▶ Excerpts from a detection dataset:
▽
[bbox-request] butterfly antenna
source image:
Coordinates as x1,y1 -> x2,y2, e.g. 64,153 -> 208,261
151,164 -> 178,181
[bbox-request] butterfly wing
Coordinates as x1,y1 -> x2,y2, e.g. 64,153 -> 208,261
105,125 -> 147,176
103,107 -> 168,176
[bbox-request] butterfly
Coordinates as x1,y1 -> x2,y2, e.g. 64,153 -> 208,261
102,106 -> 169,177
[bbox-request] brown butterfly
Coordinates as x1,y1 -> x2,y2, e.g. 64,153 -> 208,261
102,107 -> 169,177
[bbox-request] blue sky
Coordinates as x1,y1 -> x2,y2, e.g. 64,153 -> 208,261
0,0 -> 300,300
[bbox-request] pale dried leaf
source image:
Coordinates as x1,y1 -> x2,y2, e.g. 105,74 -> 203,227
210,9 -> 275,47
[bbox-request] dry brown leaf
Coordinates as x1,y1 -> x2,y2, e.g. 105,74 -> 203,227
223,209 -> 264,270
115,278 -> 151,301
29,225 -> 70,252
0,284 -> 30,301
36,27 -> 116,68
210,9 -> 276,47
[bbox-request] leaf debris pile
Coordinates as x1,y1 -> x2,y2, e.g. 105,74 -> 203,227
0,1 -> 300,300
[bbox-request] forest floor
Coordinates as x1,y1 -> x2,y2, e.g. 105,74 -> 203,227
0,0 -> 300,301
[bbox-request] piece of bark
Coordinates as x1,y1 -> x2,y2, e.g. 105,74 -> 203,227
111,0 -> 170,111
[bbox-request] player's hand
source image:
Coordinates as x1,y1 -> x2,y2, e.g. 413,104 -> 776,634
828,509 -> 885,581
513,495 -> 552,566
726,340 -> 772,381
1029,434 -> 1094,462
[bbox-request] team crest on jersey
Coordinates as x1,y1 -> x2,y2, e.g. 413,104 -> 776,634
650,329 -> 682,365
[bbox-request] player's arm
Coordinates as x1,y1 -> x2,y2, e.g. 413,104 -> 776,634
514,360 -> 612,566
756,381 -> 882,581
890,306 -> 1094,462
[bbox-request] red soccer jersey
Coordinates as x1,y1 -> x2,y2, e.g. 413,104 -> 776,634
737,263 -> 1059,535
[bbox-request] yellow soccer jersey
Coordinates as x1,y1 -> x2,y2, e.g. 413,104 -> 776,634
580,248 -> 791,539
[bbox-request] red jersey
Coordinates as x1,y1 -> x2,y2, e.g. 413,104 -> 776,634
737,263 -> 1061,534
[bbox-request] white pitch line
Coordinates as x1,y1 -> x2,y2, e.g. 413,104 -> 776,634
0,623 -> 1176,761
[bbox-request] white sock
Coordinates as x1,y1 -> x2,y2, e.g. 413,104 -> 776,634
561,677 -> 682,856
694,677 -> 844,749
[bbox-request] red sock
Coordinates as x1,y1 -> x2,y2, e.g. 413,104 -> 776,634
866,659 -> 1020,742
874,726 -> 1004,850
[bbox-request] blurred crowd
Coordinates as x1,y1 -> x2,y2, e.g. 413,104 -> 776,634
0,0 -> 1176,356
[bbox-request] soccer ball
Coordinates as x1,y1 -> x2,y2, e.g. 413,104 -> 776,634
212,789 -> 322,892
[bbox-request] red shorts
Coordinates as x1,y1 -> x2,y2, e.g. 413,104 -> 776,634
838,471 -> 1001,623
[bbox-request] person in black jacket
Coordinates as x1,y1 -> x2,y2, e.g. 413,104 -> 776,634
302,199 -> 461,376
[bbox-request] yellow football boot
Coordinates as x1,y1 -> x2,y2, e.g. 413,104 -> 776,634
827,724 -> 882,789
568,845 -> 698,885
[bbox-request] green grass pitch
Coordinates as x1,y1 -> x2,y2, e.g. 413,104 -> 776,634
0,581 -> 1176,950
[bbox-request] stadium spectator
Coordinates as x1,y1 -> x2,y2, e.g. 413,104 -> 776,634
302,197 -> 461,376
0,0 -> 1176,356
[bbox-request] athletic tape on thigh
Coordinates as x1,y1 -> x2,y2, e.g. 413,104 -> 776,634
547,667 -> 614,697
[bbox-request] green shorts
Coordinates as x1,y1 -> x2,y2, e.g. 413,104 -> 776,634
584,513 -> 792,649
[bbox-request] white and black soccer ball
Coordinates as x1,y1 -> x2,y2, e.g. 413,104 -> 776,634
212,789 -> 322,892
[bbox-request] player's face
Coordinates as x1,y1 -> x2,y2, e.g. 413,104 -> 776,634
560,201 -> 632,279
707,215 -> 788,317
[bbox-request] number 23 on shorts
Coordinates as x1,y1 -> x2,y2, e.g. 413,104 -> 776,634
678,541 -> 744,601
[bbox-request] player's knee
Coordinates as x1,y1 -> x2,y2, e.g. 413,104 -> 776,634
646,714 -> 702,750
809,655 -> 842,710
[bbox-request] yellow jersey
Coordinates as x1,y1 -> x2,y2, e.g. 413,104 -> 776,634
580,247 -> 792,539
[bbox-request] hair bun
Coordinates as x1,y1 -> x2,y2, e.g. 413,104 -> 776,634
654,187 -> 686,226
△
▶ Your goal: Quote every line of the entries above verbatim, including the coordinates.

▶ Solution for this problem:
[bbox-request] butterfly antenna
source image:
Coordinates as x1,y1 -> x2,y2, e.g. 64,153 -> 208,261
151,164 -> 178,181
[bbox-request] butterfly wing
Coordinates as x1,y1 -> x2,y2, e.g. 64,153 -> 208,261
105,125 -> 147,176
103,107 -> 168,176
[bbox-request] butterfly
Coordinates as x1,y1 -> x2,y2, e.g. 64,153 -> 208,261
102,106 -> 169,177
[bbox-request] brown butterfly
Coordinates as x1,y1 -> x2,y2, e.g. 64,153 -> 208,261
102,107 -> 169,177
[bbox-request] blue sky
Coordinates as x1,y1 -> x2,y2, e.g. 64,153 -> 208,261
0,0 -> 300,300
[bbox-request] pale dried leaf
source image:
Coordinates as x1,y1 -> x2,y2, e.g. 105,74 -> 203,227
210,9 -> 275,47
[bbox-request] dry brown leaf
Coordinates as x1,y1 -> x2,y2, e.g. 105,74 -> 203,227
223,209 -> 264,270
115,278 -> 151,301
29,225 -> 70,252
0,284 -> 30,301
36,27 -> 116,68
210,9 -> 276,47
[bbox-request] leaf debris pile
Coordinates as x1,y1 -> x2,y2, e.g. 105,74 -> 203,227
0,1 -> 300,300
[bbox-request] forest floor
Coordinates as x1,y1 -> x2,y2, e.g. 105,74 -> 203,227
0,0 -> 300,301
[bbox-request] piece of bark
Coordinates as x1,y1 -> x2,y2, e.g. 105,74 -> 203,227
111,0 -> 170,111
[bbox-request] player's hand
source image:
Coordinates as x1,y1 -> x2,y2, e.g. 413,104 -> 776,634
828,509 -> 885,581
513,495 -> 552,566
726,340 -> 772,381
1029,434 -> 1094,462
[bbox-request] team crest on jersey
Coordinates as x1,y1 -> x2,y2, e.g. 413,104 -> 776,634
650,329 -> 682,365
[bbox-request] player's arm
Coordinates as x1,y1 -> x2,y2, e.g. 413,104 -> 776,634
514,360 -> 612,566
756,381 -> 882,581
890,306 -> 1094,462
[bbox-request] red soccer jersey
Coordinates as x1,y1 -> x2,y2, e.g. 413,104 -> 776,634
737,263 -> 1059,535
[bbox-request] yellow soccer jersey
Coordinates as x1,y1 -> x2,y2, e.g. 413,104 -> 776,634
580,248 -> 791,539
[bbox-request] red jersey
Coordinates as x1,y1 -> x2,y2, e.g. 413,104 -> 776,634
737,263 -> 1061,534
[bbox-request] white pitch line
Coordinates as x1,y1 -> x2,y2, e.g. 413,104 -> 776,634
0,623 -> 1176,761
[bbox-request] white sock
Coordinates as x1,y1 -> x2,y2, e.g. 413,104 -> 776,634
561,677 -> 682,856
694,677 -> 844,749
[bbox-request] red sock
Coordinates as x1,y1 -> x2,y2, e.g. 413,104 -> 776,634
866,659 -> 1020,742
874,726 -> 1004,850
[bbox-request] blurred crowd
Coordinates as x1,y1 -> x2,y2, e.g. 413,104 -> 776,634
0,0 -> 1176,356
[bbox-request] soccer ball
Coordinates as x1,y1 -> x2,y2, e.g. 413,104 -> 776,634
212,789 -> 322,892
[bbox-request] red shorts
Coordinates as x1,y1 -> x2,y2, e.g. 413,104 -> 776,634
838,471 -> 1001,623
[bbox-request] person in black jacket
Coordinates as x1,y1 -> x2,y2, e.g. 413,104 -> 776,634
302,199 -> 461,376
[bbox-request] yellow football boot
Coordinates as x1,y1 -> x2,y2, e.g. 413,104 -> 776,634
827,724 -> 882,789
568,845 -> 698,885
[bbox-request] green grass pitch
Coordinates as x1,y1 -> x2,y2, e.g. 413,104 -> 776,634
0,581 -> 1176,950
[bbox-request] stadium spectator
Coordinates as x1,y1 -> x2,y2, e.g. 413,104 -> 776,634
302,197 -> 461,376
0,0 -> 1176,356
[bbox-request] athletic tape on thigh
Coordinates as x1,y1 -> x2,y2, e.g. 413,104 -> 776,634
547,667 -> 614,697
[bbox-request] green shorts
Coordinates as x1,y1 -> x2,y2, e.g. 413,104 -> 776,634
584,513 -> 792,649
[bbox-request] white and black soccer ball
Coordinates as x1,y1 -> x2,y2, e.g. 413,104 -> 776,634
212,789 -> 322,892
[bbox-request] player's face
Coordinates as x1,y1 -> x2,y2, e.g. 413,104 -> 776,634
560,201 -> 632,279
707,215 -> 788,317
[bbox-request] number 23 on shorts
Coordinates as x1,y1 -> x2,y2, e.g. 413,104 -> 776,634
678,541 -> 744,601
[bbox-request] player's knee
Coordinates as x1,y1 -> x2,y2, e.g. 413,104 -> 776,634
646,714 -> 702,750
809,655 -> 842,710
[bbox-request] yellow jersey
Coordinates as x1,y1 -> x2,y2, e.g. 413,104 -> 776,634
580,247 -> 792,539
[bbox-request] hair bun
Coordinates as x1,y1 -> x2,y2, e.g. 413,104 -> 776,634
654,187 -> 686,226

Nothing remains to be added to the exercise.